Set problem
Transfer the lines of the listing below, beginning at the line that has "Find each whitish unripe strawberry." and continuing through the end of the listing. Keep every line and add 18 to each bounding-box coordinate, but leave the pictures out.

Supplied records
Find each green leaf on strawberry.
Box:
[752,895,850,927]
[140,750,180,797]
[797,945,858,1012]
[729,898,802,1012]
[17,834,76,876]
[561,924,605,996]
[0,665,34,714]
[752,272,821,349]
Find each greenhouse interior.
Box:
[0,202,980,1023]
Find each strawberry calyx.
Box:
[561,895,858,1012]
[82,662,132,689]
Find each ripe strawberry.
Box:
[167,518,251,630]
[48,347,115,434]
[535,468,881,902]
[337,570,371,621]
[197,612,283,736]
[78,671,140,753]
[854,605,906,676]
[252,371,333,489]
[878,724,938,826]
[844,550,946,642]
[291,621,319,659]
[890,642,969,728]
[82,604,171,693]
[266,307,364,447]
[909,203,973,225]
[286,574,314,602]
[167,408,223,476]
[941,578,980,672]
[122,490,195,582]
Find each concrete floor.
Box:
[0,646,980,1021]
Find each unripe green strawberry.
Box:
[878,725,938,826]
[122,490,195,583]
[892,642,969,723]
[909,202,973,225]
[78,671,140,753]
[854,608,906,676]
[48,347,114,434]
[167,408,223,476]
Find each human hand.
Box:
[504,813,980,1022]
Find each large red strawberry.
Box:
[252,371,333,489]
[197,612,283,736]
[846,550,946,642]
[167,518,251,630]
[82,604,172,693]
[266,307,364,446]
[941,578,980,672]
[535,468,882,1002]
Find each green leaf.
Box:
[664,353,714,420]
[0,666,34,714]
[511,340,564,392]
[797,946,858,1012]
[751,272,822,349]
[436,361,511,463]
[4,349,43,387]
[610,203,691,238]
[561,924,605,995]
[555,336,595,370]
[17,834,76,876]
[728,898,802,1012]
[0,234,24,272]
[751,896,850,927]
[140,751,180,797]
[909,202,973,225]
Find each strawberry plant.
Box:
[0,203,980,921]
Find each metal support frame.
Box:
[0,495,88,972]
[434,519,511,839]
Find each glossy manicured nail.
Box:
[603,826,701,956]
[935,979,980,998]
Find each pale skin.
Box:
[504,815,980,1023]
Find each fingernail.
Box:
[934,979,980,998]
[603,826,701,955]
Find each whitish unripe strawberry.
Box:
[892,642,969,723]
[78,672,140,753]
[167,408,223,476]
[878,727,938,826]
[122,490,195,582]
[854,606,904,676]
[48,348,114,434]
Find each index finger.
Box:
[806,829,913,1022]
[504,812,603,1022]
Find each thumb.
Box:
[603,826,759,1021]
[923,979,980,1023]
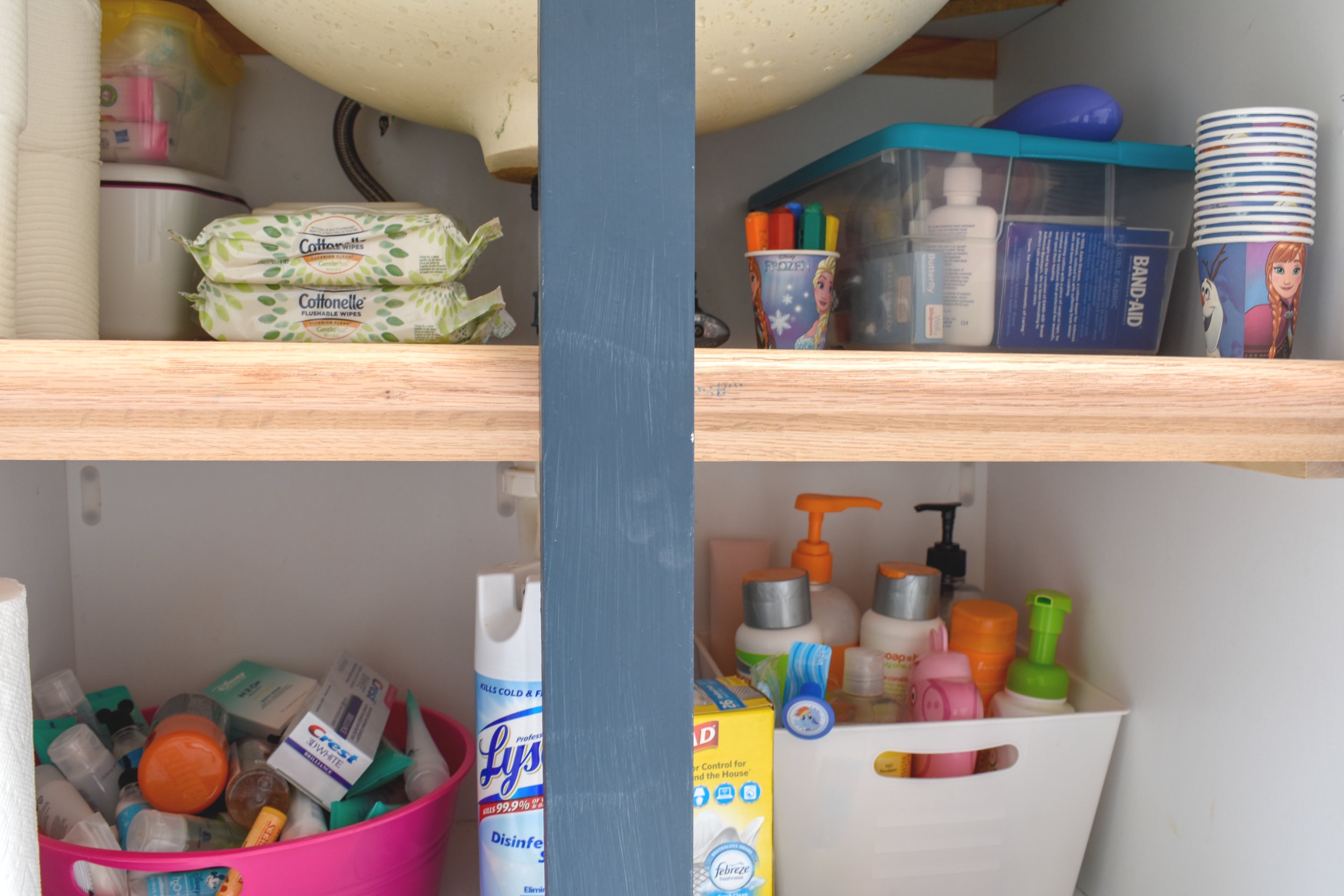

Written response
Find each whitish unripe strawberry.
Box:
[910,660,987,741]
[96,690,158,771]
[185,426,241,494]
[896,745,956,844]
[140,508,213,600]
[872,624,922,694]
[66,366,132,452]
Find each index finger.
Box:
[824,847,931,1040]
[522,830,621,1040]
Find each thumb.
Box:
[621,844,777,1039]
[941,997,998,1041]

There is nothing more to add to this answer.